*Assignment*: Exactly repeat the full listing that follows.

*Data supplied*:
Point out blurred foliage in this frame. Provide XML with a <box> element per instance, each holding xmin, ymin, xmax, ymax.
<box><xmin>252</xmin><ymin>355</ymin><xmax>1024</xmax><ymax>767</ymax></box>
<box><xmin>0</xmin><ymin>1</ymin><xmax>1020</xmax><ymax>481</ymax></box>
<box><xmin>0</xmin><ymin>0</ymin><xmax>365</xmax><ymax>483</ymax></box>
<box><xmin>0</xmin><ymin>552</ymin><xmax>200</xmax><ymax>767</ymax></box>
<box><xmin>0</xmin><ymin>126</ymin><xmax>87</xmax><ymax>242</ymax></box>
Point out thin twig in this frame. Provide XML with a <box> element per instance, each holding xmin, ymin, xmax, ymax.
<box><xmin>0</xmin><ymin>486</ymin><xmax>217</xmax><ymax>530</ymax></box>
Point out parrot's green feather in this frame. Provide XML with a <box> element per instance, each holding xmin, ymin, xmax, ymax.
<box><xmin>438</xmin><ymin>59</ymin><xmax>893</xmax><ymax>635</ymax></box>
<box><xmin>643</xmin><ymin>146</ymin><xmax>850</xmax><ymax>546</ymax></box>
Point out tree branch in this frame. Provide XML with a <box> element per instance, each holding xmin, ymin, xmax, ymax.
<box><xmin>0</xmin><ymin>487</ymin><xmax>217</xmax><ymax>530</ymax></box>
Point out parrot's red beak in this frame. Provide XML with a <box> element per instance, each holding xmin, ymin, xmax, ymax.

*Problem solution*:
Point out blurred foliage in this frame. Provide XML with a <box> element per instance, each holding xmin, ymin, xmax, ymax.
<box><xmin>252</xmin><ymin>355</ymin><xmax>1024</xmax><ymax>767</ymax></box>
<box><xmin>0</xmin><ymin>1</ymin><xmax>1020</xmax><ymax>481</ymax></box>
<box><xmin>0</xmin><ymin>0</ymin><xmax>365</xmax><ymax>483</ymax></box>
<box><xmin>0</xmin><ymin>552</ymin><xmax>200</xmax><ymax>767</ymax></box>
<box><xmin>0</xmin><ymin>126</ymin><xmax>87</xmax><ymax>242</ymax></box>
Point out thin twig in this frame. Provide XML with a <box> element per instance, each holding xmin, ymin, xmax, ymax.
<box><xmin>0</xmin><ymin>486</ymin><xmax>217</xmax><ymax>530</ymax></box>
Point out parrot's green feather in this frame. Provide XML with a <box> element per instance, each holding xmin, ymin, xmax, ymax.
<box><xmin>438</xmin><ymin>59</ymin><xmax>893</xmax><ymax>635</ymax></box>
<box><xmin>643</xmin><ymin>146</ymin><xmax>850</xmax><ymax>546</ymax></box>
Point out tree branch in this frame. Provide XML with a <box> element per instance, each holding xmin, ymin, xmax, ymax.
<box><xmin>0</xmin><ymin>487</ymin><xmax>217</xmax><ymax>530</ymax></box>
Point out parrot's red beak in this frame. Provide XML with a <box> element per instance, each holding xmin, ymin, xmax, ymax.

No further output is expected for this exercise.